文本节选 –
══════════

深度优先搜索

二叉树创建

class TreeNode:
    def __init__(self, val):
        self.val = val
        self.left = None
        self.right = None


def createTree(l):
    l = l[::-1]
    def create(l):
        a = l.pop()
        if a == '#':
            root = None
        else:
            root = TreeNode(a)
            root.left = create(l)
            root.right = create(l)
        return root
    return create(l)

验证二叉搜索树

思路:刚开始以为直接判断每个节点大于左节点，小于右节点，就可以。测试不通过，原因是隔代有可能出现错误。
后面查阅了一番，大部分的解法思路如下：当前节点值就是左子树的最大值，右子树的最小值，所以只要传递下去即可。
# Definition for a binary tree node.

══════════

条目列表 –
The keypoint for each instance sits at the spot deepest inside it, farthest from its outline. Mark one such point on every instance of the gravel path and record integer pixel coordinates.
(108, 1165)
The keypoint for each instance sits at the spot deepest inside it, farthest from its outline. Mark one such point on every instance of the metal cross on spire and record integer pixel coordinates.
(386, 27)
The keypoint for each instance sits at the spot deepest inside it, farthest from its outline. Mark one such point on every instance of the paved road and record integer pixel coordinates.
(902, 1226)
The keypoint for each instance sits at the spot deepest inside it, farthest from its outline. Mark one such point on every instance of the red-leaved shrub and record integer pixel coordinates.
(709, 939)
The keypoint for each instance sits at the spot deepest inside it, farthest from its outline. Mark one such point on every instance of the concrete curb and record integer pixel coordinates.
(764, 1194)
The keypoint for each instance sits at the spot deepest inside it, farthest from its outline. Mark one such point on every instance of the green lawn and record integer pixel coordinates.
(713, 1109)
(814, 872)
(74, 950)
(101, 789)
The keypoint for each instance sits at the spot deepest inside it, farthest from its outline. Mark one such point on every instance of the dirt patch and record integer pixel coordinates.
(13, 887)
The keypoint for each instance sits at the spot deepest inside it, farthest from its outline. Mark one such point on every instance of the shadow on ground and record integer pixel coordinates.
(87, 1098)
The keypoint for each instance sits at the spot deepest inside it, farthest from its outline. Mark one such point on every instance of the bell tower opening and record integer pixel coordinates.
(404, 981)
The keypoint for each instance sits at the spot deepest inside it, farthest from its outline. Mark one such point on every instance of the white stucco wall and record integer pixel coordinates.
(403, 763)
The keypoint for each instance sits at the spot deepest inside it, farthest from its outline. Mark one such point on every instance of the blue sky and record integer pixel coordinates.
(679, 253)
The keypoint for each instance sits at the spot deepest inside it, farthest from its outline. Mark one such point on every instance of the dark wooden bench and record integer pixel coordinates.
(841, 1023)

══════════

接着这篇深度优先搜索笔记的最后一行往下续写。

参考答案 –
# class TreeNode:
#     def __init__(self, x):
#         self.val = x
#         self.left = None
#         self.right = None

class Solution:
    def validBST(self, root, small, large):
        if root is None:
            return True
        elif root.val <= small or root.val >= large:
            return False
        else:
            return self.validBST(root.left, small, root.val) and self.validBST(root.right, root.val, large)
    def isValidBST(self, root):
        """
        :type root: TreeNode
        :rtype: bool
        """
        return self.validBST(root,-2**32,2**32)